• **Source extract**
-- Opening Marker --

Becoming a member of a Community Supported Agriculture program is one way to reduce food transportation and support a larger system of local agriculture. Why is eating locally important?

CSA farms provide a weekly delivery of sustainably grown produce to consumers during the growing season (approximately June to October). Those consumers, in turn, pay a subscription fee. But CSA consumers don’t so much “buy” food from particular farms as become “members” of those farms. Members pay in advance for a “share” of what the farm produces in a growing season, then receive a portion of each week’s harvest delivered to a drop-off site near members. Among other things, the relationship provides farmers with much needed capital at the beginning of the growing season. Shareholders know who is growing their food (and how), and in some sense, have a farm to call their own. CSA operations provide more than just food; they offer ways for eaters to become involved in the ecological and human community that supports the farm.

CSA members directly influence their food supply and contribute to the local economy. With a CSA membership, people are not just buying produce: they’re making a commitment to support a farm, farmer, and farm family. Members assume a portion of the risk of farming: in good years there will be bounty, and in poor years smaller harvests.

CSA shares typically range from $450-$650 for a 17-18 week delivery period. According to this study done by the UW-Madison Center for Integrated Agricultural Systems (CIAS), the cost of a CSA box can range from being significantly less expensive than produce bought at a co-op or supermarket to significantly more. However, the food provided by CSA's is most likely the freshest and most nutritious organic produce that is available. Produce is delivered within 48 hours of being harvested at a local farm.

“On a CSA farm, members share the full costs of food production and local, sustainable agriculture. The CSA movement aims to educate consumers that supermarket prices do not reflect the real costs of our industrial agricultural system. These costs include packaging waste disposal, soil erosion and groundwater contamination, pollution caused by long-distance transport, and fair farm labor wages.” (CIAS)

-- Closing Marker --

• **To-do item**
In the CSA source extract, condense the paragraph that begins "CSA farms provide a weekly delivery" into a short bulleted list that keeps its main facts.

• **Collected material**
-- Opening Marker --

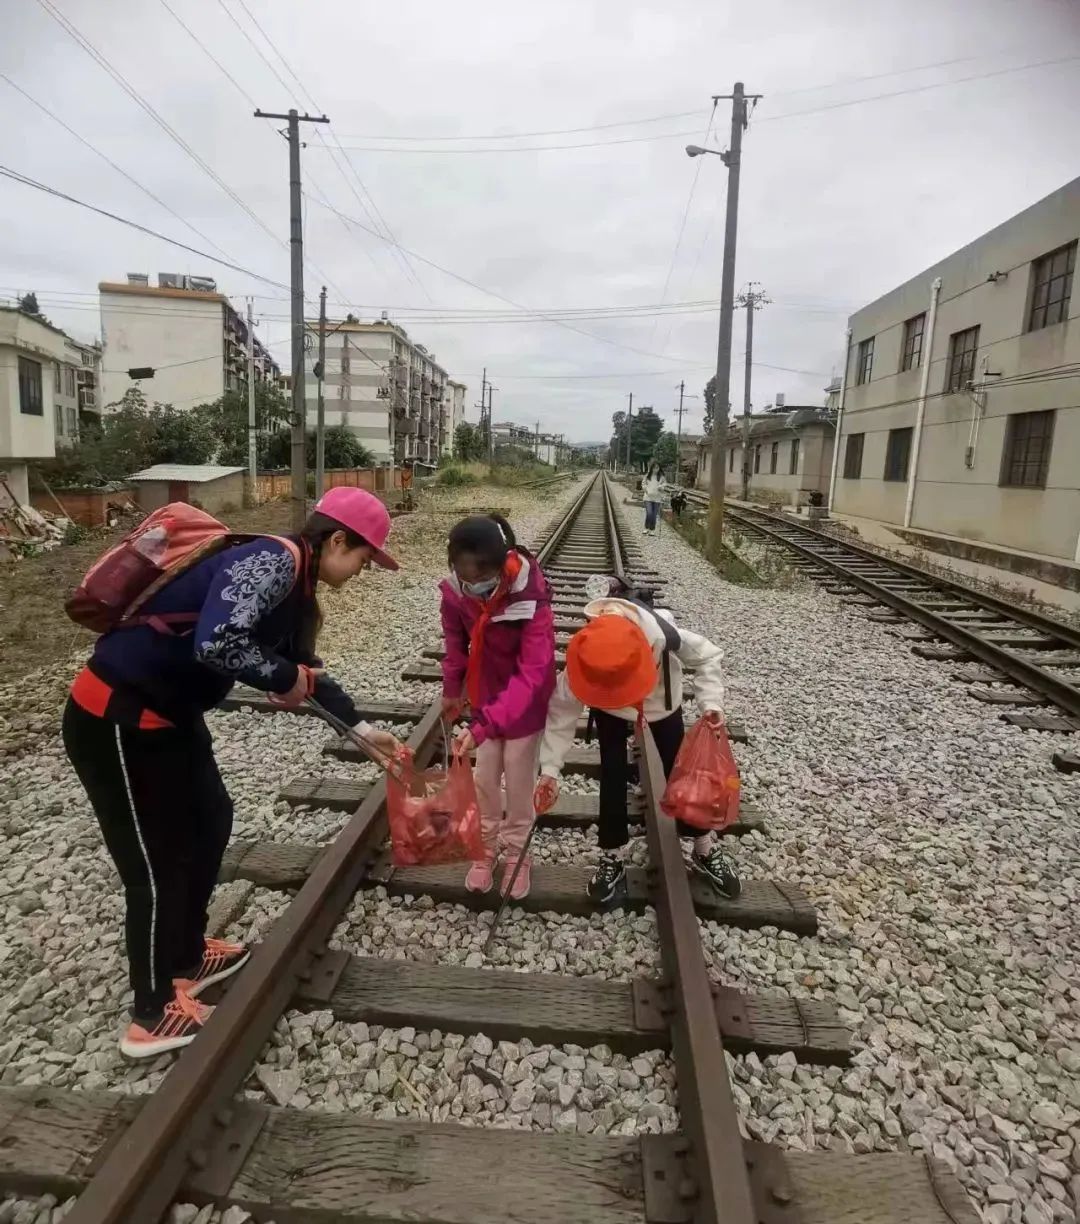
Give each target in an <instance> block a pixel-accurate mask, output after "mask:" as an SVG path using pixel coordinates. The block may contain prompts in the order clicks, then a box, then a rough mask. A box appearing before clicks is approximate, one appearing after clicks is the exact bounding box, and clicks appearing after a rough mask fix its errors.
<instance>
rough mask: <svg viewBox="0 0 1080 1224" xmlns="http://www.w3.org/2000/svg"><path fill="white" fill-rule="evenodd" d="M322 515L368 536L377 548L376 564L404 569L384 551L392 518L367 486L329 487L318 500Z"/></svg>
mask: <svg viewBox="0 0 1080 1224" xmlns="http://www.w3.org/2000/svg"><path fill="white" fill-rule="evenodd" d="M315 508H316V510H318V513H320V514H326V515H327V518H331V519H337V520H338V523H340V524H342V526H343V528H348V529H349V530H350V531H355V532H356V535H359V536H364V539H365V540H366V541H367V543H370V545H371V547H372V548H373V550H375V557H373V558H372V559H373V561H375V564H376V565H378V567H380V568H381V569H400V565H398V563H397V562H396V561H394V558H393V557H391V554H389V553H388V552H383V551H382V546H383V545H384V543H386V541H387V537H388V536H389V528H391V518H389V513H388V512H387V508H386V507H384V506H383V504H382V502H380V499H378V498H377V497H376V496H375V494H373V493H369V492H367V491H366V490H364V488H348V487H347V486H344V485H339V486H338V487H337V488H331V490H327V492H324V493H323V494H322V497H320V499H318V501H317V502H316V503H315Z"/></svg>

-- Closing Marker --

• **Output of the exercise**
- CSA farms deliver sustainably grown produce each week during the growing season, roughly June to October.
- Consumers pay a subscription fee, but as members of the farm rather than simple buyers.
- Members pay in advance for a share of the season's output and receive part of each week's harvest at a nearby drop-off site.
- The advance payments give farmers needed capital at the start of the growing season.
- Members know who grows their food and how, and in a sense have a farm of their own.
- CSAs also give eaters ways to take part in the ecological and human community that supports the farm.